EXERCISE OBJECTIVE »
In the data below, find the line containing "Query: tree line"; transcribe it and each line after it exactly, through the last, skipping pictures.

——————

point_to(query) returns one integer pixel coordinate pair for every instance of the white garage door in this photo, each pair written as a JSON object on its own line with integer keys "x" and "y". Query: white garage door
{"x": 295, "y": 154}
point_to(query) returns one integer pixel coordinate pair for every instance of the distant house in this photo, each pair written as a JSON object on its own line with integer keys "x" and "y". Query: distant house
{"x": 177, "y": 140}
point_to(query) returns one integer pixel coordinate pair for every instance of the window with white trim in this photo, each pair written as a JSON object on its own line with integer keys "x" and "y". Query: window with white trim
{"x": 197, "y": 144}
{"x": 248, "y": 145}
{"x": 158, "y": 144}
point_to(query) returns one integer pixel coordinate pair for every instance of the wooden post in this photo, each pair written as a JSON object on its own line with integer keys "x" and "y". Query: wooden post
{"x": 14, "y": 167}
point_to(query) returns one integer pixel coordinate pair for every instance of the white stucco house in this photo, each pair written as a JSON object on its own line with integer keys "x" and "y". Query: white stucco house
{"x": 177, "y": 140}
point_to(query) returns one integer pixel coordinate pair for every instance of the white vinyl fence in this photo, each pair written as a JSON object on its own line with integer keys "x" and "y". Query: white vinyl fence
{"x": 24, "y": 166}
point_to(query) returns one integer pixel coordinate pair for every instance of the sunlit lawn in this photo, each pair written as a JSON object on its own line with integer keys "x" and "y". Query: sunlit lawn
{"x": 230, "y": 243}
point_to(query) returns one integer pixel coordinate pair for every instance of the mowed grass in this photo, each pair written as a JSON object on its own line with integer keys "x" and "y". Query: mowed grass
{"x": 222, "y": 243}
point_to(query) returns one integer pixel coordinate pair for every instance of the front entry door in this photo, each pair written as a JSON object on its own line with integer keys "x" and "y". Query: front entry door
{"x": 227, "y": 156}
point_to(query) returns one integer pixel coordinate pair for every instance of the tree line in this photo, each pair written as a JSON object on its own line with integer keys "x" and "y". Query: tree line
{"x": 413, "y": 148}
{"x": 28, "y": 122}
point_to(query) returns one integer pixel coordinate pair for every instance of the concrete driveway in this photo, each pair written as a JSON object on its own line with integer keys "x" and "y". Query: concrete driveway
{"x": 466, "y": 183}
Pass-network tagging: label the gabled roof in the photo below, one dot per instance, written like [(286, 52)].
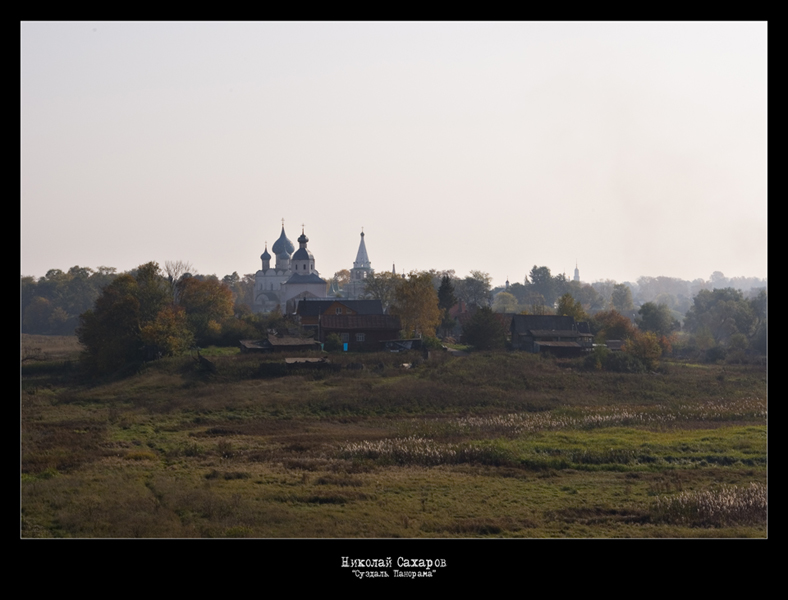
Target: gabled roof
[(312, 308), (368, 322), (311, 278), (523, 324), (362, 260)]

——————

TASK ANSWER »
point_to(query) returns one integer pixel coordinate pair for every instance of the tree line in this photo, each pair written as a JSON object on its own line with integer keys "x" and "y". Query: tree line
{"x": 413, "y": 148}
{"x": 28, "y": 122}
point_to(query) returns one integer pixel coordinate pair for every instance of the concrete driveway in this photo, each pair written as a JSON object on its own line with integer keys "x" and "y". Query: concrete driveway
{"x": 466, "y": 183}
Pass-network tagging: label the gabled roof in the photo below, one dot per instance, written like [(286, 52)].
Target: gabled roof
[(312, 308), (368, 322), (311, 278), (523, 324), (362, 260)]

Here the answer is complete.